The task — Copy the passage from the appeal judgment word for word, starting with "The effect of" and going on through "this appeal lies.".

The effect of that refusal was that the appellants were
not able to run the trial and closed their case without leading
evidence,
allowing the respondents an opportunity to seek the
dismissal of the action, with costs. The learned magistrate granted
that order,
and it is against that order that this appeal lies.
Factual
background leading to the dismissal of the appellants’ claim
[7]
The events of 4 July 2022 and the court
below’s attitude to them must be placed in their proper factual
and procedural context.
[8]
In the leadup to a judicial pre-trial
conference, which was held on 29 June 2022, the appellants’
attorneys tried, without
success, to engage with the respondents’
attorneys about convening a pre-trial conference and dealing with the
issues that
should be canvassed at such a conference.
[9]
At
the pre-trial conference the matter was certified as ready for trial
at the appellants’ instance. However, either at the
pre-trial
or later the same day, the respondents' attorneys indicated their
intention to amend the respondents' plea on the basis
that the bare
denials were "not sustainable".
[2]
The respondents tendered to pay the wasted costs of any adjournment.
[10]
Given what they saw as the probability
that the matter would be adjourned to permit the respondents to
effect amendments to their
plea, and being reluctant to incur the
costs of flying down their legal representatives and witnesses from
Johannesburg if the
trial was not going to run, the appellants agreed
to the adjournment.
[11]
The appellants’ attorneys
attempted to deliver a Notice of Removal on Friday 1 July 2022, but
the clerk of the court refused
to accept it and indicated that
adjournments were sparingly granted by the court after a matter had
been certified as ready for
trial.
[12]
The appellants’ attorneys notified
the respondents’ attorneys about this and received the
following reply:

Dear
Madam…Historically the Courts do not intervene in a consent
order. We are persuaded that the trial will be adjourned
as we intend
amending our client’s plea’.
[3]
[13]
Both parties then appeared before the
court below on 4 July 2022, with the appellants represented by local
counsel who had been
briefed to attend to the adjournment, and who
was not briefed to run the trial. Both parties assumed that the
matter would be adjourned
with the respondents being directed to pay
the costs, because of their agreement in this regard.
[14]
The
court below saw things somewhat differently - a view in line with the
provisions of Rule 31 of the Magistrate's Court Rules.
[4]
I will return to this presently.
[15]
When the court below refused to grant an
adjournment by consent, it called upon the respondents' attorney to
then make application
for such adjournment.
[16]
During
that application, the respondents’ attorney referred to an
email sent by the appellants' attorneys on 30 June 2021,
[5]
calling upon the second and third respondents to deliver the notice
of intention to amend their plea within ten days.
[17]
The respondents’ attorney stated
that she thought that she had come on record for the respondents
"around 2020"
and "the plea was already done then, but
when my colleague raised it at the pre-trial, we were alerted to the
fact that the
plea was not a substantial plea".

Provided records —
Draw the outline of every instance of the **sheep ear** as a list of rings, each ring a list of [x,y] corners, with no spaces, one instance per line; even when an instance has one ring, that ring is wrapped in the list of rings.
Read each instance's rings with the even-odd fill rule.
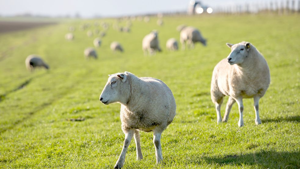
[[[226,45],[227,45],[227,46],[229,47],[229,48],[230,49],[231,48],[231,46],[232,46],[233,45],[233,44],[231,44],[231,43],[226,43]]]
[[[246,46],[246,49],[247,49],[247,50],[249,51],[250,49],[250,46],[251,46],[250,45],[250,43],[246,43],[246,44],[245,45],[245,46]]]
[[[121,80],[122,82],[125,82],[127,79],[127,75],[123,73],[118,74],[117,75],[117,76],[121,79]]]

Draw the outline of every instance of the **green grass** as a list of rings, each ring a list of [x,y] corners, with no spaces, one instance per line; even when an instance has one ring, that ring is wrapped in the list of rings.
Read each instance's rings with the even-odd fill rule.
[[[113,167],[124,137],[120,105],[98,99],[107,75],[125,71],[162,80],[177,108],[162,135],[164,163],[155,164],[152,134],[142,132],[144,158],[136,160],[132,141],[124,168],[300,168],[300,16],[166,17],[162,27],[157,19],[133,21],[129,33],[111,27],[96,60],[86,60],[83,54],[96,36],[78,28],[90,23],[92,30],[94,20],[0,35],[0,53],[5,56],[0,61],[0,168]],[[179,40],[175,28],[183,24],[199,28],[208,46],[167,51],[167,40]],[[67,42],[64,35],[71,25],[77,28],[75,39]],[[154,29],[163,51],[144,57],[142,39]],[[124,53],[110,51],[114,41],[123,45]],[[262,123],[255,125],[249,99],[244,100],[244,127],[238,127],[236,104],[228,122],[217,125],[210,94],[212,70],[230,52],[226,42],[243,41],[255,46],[270,68],[271,83],[260,101]],[[25,60],[32,53],[42,56],[50,70],[28,72]],[[66,120],[79,117],[85,120]]]

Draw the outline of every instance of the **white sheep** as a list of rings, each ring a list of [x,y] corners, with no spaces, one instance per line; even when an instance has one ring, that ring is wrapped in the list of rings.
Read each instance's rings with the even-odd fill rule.
[[[47,69],[49,68],[49,66],[43,59],[35,54],[30,55],[27,57],[25,60],[25,65],[27,69],[31,72],[37,67],[43,67]]]
[[[171,51],[178,50],[178,43],[175,38],[171,38],[167,41],[166,44],[167,49]]]
[[[255,123],[261,123],[258,101],[265,94],[270,84],[269,67],[262,55],[249,42],[226,44],[231,51],[215,67],[211,88],[211,100],[215,105],[217,122],[221,122],[220,109],[224,96],[229,98],[222,121],[228,119],[232,105],[238,105],[240,119],[238,125],[244,125],[243,98],[253,98]]]
[[[161,49],[159,46],[158,34],[157,31],[154,30],[143,39],[142,47],[144,55],[147,53],[152,55],[155,53],[156,50],[161,51]]]
[[[119,51],[122,52],[124,50],[121,44],[117,42],[113,42],[110,44],[110,49],[114,52]]]
[[[85,49],[83,53],[86,59],[89,59],[91,57],[94,57],[95,59],[97,59],[98,57],[95,49],[92,47],[88,47],[86,48]]]
[[[68,33],[65,35],[65,39],[71,41],[74,39],[74,35],[72,33]]]
[[[101,40],[99,38],[96,38],[93,42],[94,45],[96,47],[99,47],[101,45]]]
[[[190,48],[193,48],[194,43],[198,42],[204,46],[206,46],[206,40],[202,37],[199,30],[191,26],[184,27],[181,30],[180,41],[182,45],[183,49],[185,48],[186,43],[187,42],[188,46]]]
[[[126,72],[118,73],[109,75],[99,99],[105,105],[121,104],[120,117],[125,138],[115,168],[123,166],[134,135],[137,159],[143,158],[139,131],[153,132],[156,161],[162,160],[161,133],[173,121],[176,110],[174,96],[166,84],[153,78],[138,78]]]
[[[88,31],[86,32],[86,35],[89,37],[92,37],[93,36],[93,32],[91,31]]]

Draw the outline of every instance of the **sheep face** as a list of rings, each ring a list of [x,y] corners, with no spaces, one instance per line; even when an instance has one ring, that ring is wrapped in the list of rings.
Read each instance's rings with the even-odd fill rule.
[[[233,45],[227,43],[226,45],[231,49],[231,51],[227,57],[228,62],[230,65],[241,64],[249,55],[250,44],[237,44]]]
[[[109,77],[99,99],[103,103],[108,105],[118,102],[125,104],[130,92],[127,74],[117,73],[109,75]]]

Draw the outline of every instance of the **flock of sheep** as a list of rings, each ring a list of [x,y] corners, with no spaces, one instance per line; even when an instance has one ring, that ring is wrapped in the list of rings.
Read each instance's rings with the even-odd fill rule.
[[[145,17],[145,22],[149,21],[149,17]],[[161,19],[157,22],[159,25],[163,22]],[[131,24],[129,24],[131,25]],[[107,28],[108,25],[103,24]],[[130,26],[124,28],[115,26],[121,31],[130,31]],[[81,29],[84,29],[86,25]],[[180,32],[180,42],[183,49],[187,45],[193,48],[195,43],[199,42],[206,45],[206,40],[197,29],[184,25],[177,28]],[[74,28],[70,27],[70,31]],[[72,31],[73,30],[73,31]],[[96,31],[97,32],[97,31]],[[93,32],[89,31],[88,36]],[[105,32],[101,33],[104,36]],[[142,49],[144,54],[153,55],[161,50],[159,46],[157,31],[154,30],[146,35],[142,40]],[[74,36],[72,33],[65,35],[66,39],[72,40]],[[100,46],[101,40],[97,38],[93,41],[95,46]],[[270,75],[267,62],[262,54],[251,43],[246,42],[233,44],[226,43],[231,51],[226,58],[220,61],[215,67],[212,72],[211,87],[211,99],[215,104],[217,112],[217,122],[226,122],[233,105],[237,102],[240,112],[238,123],[239,127],[244,125],[243,99],[253,98],[255,112],[255,123],[261,123],[258,112],[258,102],[269,87]],[[174,38],[167,41],[167,49],[170,50],[178,49],[178,43]],[[123,51],[121,44],[114,42],[110,45],[114,51]],[[96,58],[97,54],[92,47],[86,48],[84,51],[87,58]],[[26,67],[30,70],[35,67],[49,66],[40,57],[31,55],[26,59]],[[222,120],[220,112],[224,96],[229,96]],[[131,140],[134,136],[136,145],[137,159],[143,158],[141,149],[140,131],[153,132],[153,143],[155,149],[157,162],[163,160],[161,138],[162,132],[173,121],[176,114],[175,99],[170,89],[161,80],[151,77],[139,78],[127,72],[109,75],[107,82],[101,93],[99,99],[103,104],[108,105],[117,102],[121,104],[120,117],[122,130],[125,134],[124,144],[121,154],[115,166],[115,168],[123,166],[125,155]]]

Solution to this task —
The effect of that refusal was that the appellants were
not able to run the trial and closed their case without leading
evidence,
allowing the respondents an opportunity to seek the
dismissal of the action, with costs. The learned magistrate granted
that order,
and it is against that order that this appeal lies.